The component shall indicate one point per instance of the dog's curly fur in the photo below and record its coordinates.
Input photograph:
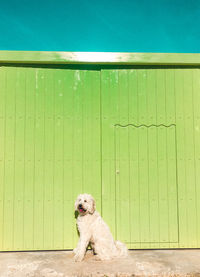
(95, 231)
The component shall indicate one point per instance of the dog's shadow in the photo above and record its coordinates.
(76, 215)
(89, 246)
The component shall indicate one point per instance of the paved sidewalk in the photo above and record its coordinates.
(139, 263)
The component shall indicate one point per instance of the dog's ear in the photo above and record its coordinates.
(76, 205)
(92, 206)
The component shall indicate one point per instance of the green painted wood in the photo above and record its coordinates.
(130, 137)
(46, 57)
(163, 161)
(50, 152)
(153, 208)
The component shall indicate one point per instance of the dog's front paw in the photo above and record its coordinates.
(78, 257)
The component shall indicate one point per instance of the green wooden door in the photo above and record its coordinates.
(146, 184)
(49, 153)
(150, 155)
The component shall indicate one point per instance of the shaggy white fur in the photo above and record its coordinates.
(95, 231)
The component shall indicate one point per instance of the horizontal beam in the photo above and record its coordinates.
(42, 57)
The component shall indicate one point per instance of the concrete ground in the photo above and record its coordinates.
(139, 263)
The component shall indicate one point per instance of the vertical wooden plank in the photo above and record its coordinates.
(163, 185)
(70, 234)
(110, 117)
(135, 217)
(189, 158)
(9, 160)
(2, 148)
(153, 187)
(49, 138)
(151, 96)
(20, 111)
(29, 177)
(58, 156)
(179, 86)
(95, 150)
(39, 161)
(172, 184)
(122, 201)
(144, 184)
(132, 96)
(196, 101)
(142, 97)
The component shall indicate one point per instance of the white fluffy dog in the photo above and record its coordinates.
(95, 231)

## Exercise requirements:
Extract, unchanged, the closing run of lines that opens with the line containing "the dog's ear" and ends with the last line.

## Answer below:
The component shall indicate one point per instance of the dog's ear in the photo above and record its coordinates.
(76, 205)
(92, 206)
The component shall indicate one point per instance of the green painted wood in the photo above and record its coordinates.
(130, 137)
(46, 57)
(163, 161)
(50, 152)
(153, 208)
The component shall indicate one point per instance of the dog's front paw in the photo above and record its coordinates.
(78, 257)
The component shall indicate one point per instance of the green wooden door in the photo above and record its coordinates.
(146, 184)
(49, 153)
(150, 155)
The component shall indicate one point per instance of the shaggy white fur in the photo above and record its coordinates.
(95, 231)
The component shall indicate one point per instance of the horizontal beam in the photo above and record its coordinates.
(42, 57)
The component shall indicate one point per instance of the concrete ground in the photo above and record its coordinates.
(139, 263)
The component shall indicate one point per instance of the vertical wooden plank in the photo above and record its coordinates.
(163, 185)
(70, 234)
(110, 117)
(135, 217)
(189, 158)
(9, 160)
(2, 148)
(153, 187)
(49, 138)
(151, 96)
(20, 111)
(29, 177)
(58, 156)
(179, 86)
(95, 150)
(39, 161)
(172, 184)
(122, 201)
(144, 184)
(132, 96)
(196, 101)
(142, 97)
The component shall indicate one point per instance of the white fluffy dog in the photo above and record its coordinates.
(95, 231)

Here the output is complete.